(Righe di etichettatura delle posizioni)
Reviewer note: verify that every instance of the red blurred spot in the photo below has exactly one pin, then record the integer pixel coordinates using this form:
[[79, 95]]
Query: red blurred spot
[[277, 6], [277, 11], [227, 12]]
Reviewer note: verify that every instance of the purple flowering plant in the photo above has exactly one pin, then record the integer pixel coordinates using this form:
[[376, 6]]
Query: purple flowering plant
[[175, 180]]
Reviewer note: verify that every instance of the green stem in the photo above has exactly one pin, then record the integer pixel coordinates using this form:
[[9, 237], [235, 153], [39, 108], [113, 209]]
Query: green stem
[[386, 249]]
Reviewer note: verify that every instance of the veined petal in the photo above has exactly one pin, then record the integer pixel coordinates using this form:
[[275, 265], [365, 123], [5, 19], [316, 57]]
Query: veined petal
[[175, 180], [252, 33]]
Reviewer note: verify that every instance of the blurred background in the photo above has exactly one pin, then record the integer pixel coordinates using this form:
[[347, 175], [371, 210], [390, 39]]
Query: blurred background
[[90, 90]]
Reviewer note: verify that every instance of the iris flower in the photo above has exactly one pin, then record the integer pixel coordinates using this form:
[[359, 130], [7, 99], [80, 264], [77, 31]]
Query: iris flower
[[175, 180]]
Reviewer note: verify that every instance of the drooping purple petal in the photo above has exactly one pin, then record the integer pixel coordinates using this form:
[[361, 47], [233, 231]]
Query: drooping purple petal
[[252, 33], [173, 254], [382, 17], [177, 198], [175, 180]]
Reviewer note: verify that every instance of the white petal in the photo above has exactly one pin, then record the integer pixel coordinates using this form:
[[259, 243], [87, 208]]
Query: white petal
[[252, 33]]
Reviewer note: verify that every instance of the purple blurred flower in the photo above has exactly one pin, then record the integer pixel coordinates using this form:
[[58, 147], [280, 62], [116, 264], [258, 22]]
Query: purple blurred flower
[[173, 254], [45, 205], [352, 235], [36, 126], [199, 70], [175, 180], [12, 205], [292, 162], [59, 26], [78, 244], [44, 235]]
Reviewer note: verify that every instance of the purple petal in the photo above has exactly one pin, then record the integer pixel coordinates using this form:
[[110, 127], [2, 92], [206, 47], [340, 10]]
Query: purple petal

• _RICHIESTA SCRITTA_:
Aggiorna le righe qui sopra sostituendo ogni occorrenza di "Reviewer note" con "Annotator check" e lascia invariato tutto il resto.

• _RISPOSTA ATTESA_:
Annotator check: verify that every instance of the red blurred spot in the photo below has exactly one pin, then record the integer pixel coordinates using this form:
[[79, 95]]
Query: red blurred spot
[[277, 6], [277, 11], [227, 12]]
Annotator check: verify that every instance of the purple flowering plant in the photo above has exactly one pin, then record the integer pixel coordinates using this form:
[[376, 6]]
Query: purple flowering plant
[[175, 180]]
Annotator check: verify that every instance of the green stem in the photo above has exactly one pin, then record the integer pixel coordinates using this form:
[[9, 237], [235, 153], [39, 108], [113, 209]]
Query: green stem
[[386, 249]]
Annotator check: verify that every instance of the veined petal in the photo above has exactly one pin, then record the integer pixel coordinates using this form:
[[275, 265], [365, 123], [5, 19], [316, 57]]
Query: veined petal
[[175, 180], [252, 33]]
Annotator check: verify that every instance of the blurred background in the photo above has exactly one pin, then record the integer pixel coordinates using this form:
[[347, 175], [371, 210], [390, 39]]
Query: blurred background
[[90, 90]]
Annotator check: verify that every instance of the iris flower in the photo above has exactly one pin, then record the integer pixel coordinates using this form:
[[359, 130], [7, 99], [80, 264], [77, 31]]
Query: iris flower
[[175, 180]]
Annotator check: verify that every instance of the drooping purple petal in the photo above has exactly one pin, then record the integer pixel coordinates using this form:
[[361, 47], [233, 231]]
Query: drooping purple petal
[[252, 33], [173, 254], [382, 17], [177, 198], [175, 180]]
Annotator check: verify that every instance of the white petal in the photo above has exactly one pin, then record the integer pixel coordinates using this form:
[[259, 243], [87, 208]]
Query: white petal
[[252, 33]]
Annotator check: verify that every instance of the purple blurred flower in the photo above has exactly one pin, then record the integer pixel coordinates using this form:
[[58, 147], [280, 62], [116, 264], [258, 22]]
Query: purple blurred flower
[[173, 254], [45, 205], [352, 235], [36, 126], [199, 70], [175, 180], [12, 205], [292, 162], [59, 26], [78, 244], [44, 235]]
Annotator check: verify that every instance of the purple petal in the photo above has exactly one pin, then record the integer pixel coordinates using this form:
[[110, 127], [2, 92], [206, 47], [340, 10]]
Query: purple petal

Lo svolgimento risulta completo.